» **Aufgabe A**: Bitte gib die gesamte Liste mit den Punktmarkierungen zu Fotos unten wortgetreu wieder. Lass die Bilder dabei weg.

» **Lesetext**:
==========

Die schwere Holztür des weißen Gebäudes in der Ulica Zidovska ist verschlossen, aber es gibt eine Klingel. »Kommen Sie herein«, sagt Marjetka Bedrac. Die Kunsthistorikerin ist eine von zwei fest angestellten Mitarbeitern in der Synagoge von Maribor. Gottesdienste gibt es hier schon lange keine mehr, die alten Gemäuer beherbergen jetzt ein Kulturzentrum.
Auf dem Programm stehen kleine Konzerte, Ausstellungen oder Lesungen. Bedrac und ihr Verein wollen interessierten Gästen »die jüdische Kultur näher bringen«. Schulklassen kommen vorbei, hin und wieder klingeln auch Touristen. Der Besucheransturm halte sich in Grenzen, sagt Bedrac. Das allerdings könnte sich bald ändern, schließlich ist 2012 kein Jahr wie jedes andere. Seit Anfang Januar trägt Maribor, gemeinsam mit dem portugiesischen Guimarães, den Titel »Kulturhauptstadt Europas«.
Freude Knapp 120.000 Menschen leben im kleinen Maribor, der immerhin zweitgrößten Stadt Sloweniens. Von Euphorie, für ein Jahr Kulturkapitale des Kontinents zu sein, ist hier im Moment noch erstaunlich wenig zu spüren. Einige Bürger freuen sich zwar durchaus darüber, können aber nicht so ganz verstehen, warum sich ausgerechnet ihre wenig glamouröse Heimat nun Kulturhauptstadt nennen darf.
Die frühere Industriehochburg tut sich schwer damit, den Ruf des hässlichen Entleins abzulegen. Nach dem Zerfall Jugoslawiens kämpfte Maribor mit Arbeits- und Perspektivlosigkeit. Mit dem Strukturwandel wuchs das Selbstbewusstsein, hinter den renovierten Altstadtfassaden scheint dieses aber angesichts der aktuellen Wirtschaftskrise inzwischen schon wieder dahinzubröckeln.
Die Stadtkassen sind leer, der Festival-Etat wurde kurzerhand von 50 auf 8,5 Millionen Euro zusammengestrichen. Das sei immer noch viel zu viel verschwendetes Geld, wettern Kulturmuffel. Von denen scheint es in Maribor besonders viele zu geben.
Auch das »Zentrum für jüdisches Kulturerbe« von Marjetka Bedrac wird mit öffentlichen Geldern finanziert. Entsprechend besorgt ist man hier über die Haushaltsprobleme und ihre möglichen Folgen für die Synagoge.

==========

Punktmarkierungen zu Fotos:
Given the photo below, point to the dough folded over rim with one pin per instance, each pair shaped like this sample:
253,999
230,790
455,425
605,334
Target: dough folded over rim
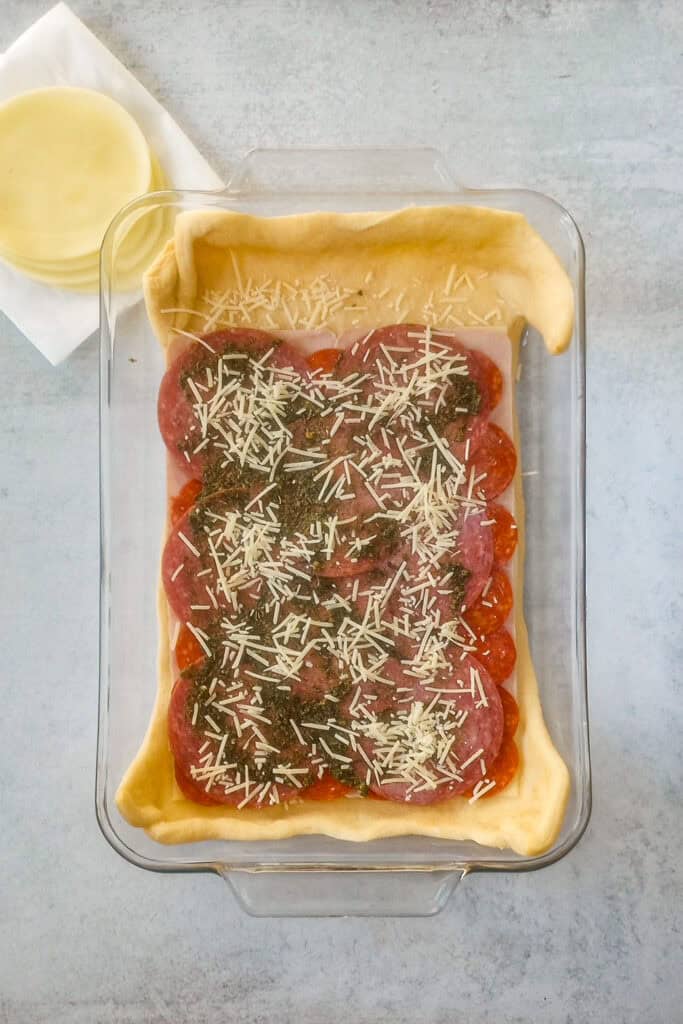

==========

» **Aufgabe B**: Führe den Text über Maribor als Kulturhauptstadt im Anschluss an seinen letzten Satz weiter.

» **Antwort A**:
Given the photo below, point to the dough folded over rim with one pin per instance, each pair shaped like this sample:
253,999
230,790
455,425
605,334
Target: dough folded over rim

» **Antwort B**:
Erlebnis Für Maribor und seine Touristen wäre es tragisch, wenn das Zentrum schließen müsste, allein der Besuch des alten Gotteshauses ist ein Erlebnis. Während draußen die Menschen am Ufer der Drau entlang spazieren, fühlt man sich im Innern wie im Mittelalter.
Die gotischen Decken des früheren Gebetsraumes sorgen für eine atemberaubende Akustik. Geflüsterte Worte werden zu lauten Sätzen. Stolz weisen die Mitarbeiter des Zentrums darauf hin, dass es sich bei ihrem Gebäude um eine der ältesten vollständig erhaltenen Synagogen Europas handelt.
Im Jahr 1429 wurde das Bethaus erstmals urkundlich erwähnt, doch dürfte es schon deutlich früher errichtet worden sein. Anfang des 16. Jahrhunderts wurde es in eine katholische Kirche umgewidmet, nachdem Kaiser Maximilian die Juden – damals immerhin ein Viertel der Stadtbevölkerung – ins Exil gedrängt hatte.
Erst im 19. Jahrhundert siedelten sich wieder jüdische Familien in der Stadt an. Die frühere Synagoge war zu diesem Zeitpunkt nur noch ein Lagerhaus. Einige Juden verließen die Stadt noch vor dem Zweiten Weltkrieg. Fast alle, die blieben, fielen den deutschen Besatzern zum Opfer, wurden deportiert und ermordet. Unter dem Jubel der christlichen Bevölkerung besuchte Hitler im April 1941 »Marburg an der Drau« – so der deutsche Name der Stadt – und diktierte seinem steirischen Gauleiter: »Machen Sie mir dieses Land wieder deutsch!«
Anfang der 90er-Jahre beginnen Experten damit, die Synagoge zu restaurieren. Als sie fertig sind, sieht das Gebäude in etwa so aus wie vor 500 Jahren. Doch eine Gemeinde fehlt in Maribor, es leben nicht genug Juden in der Stadt. Umso bizarrer wirkt da, dass im Winter 2009 Unbekannte die deutschen Worte »Juden raus« ans Kulturzentrum pinselten.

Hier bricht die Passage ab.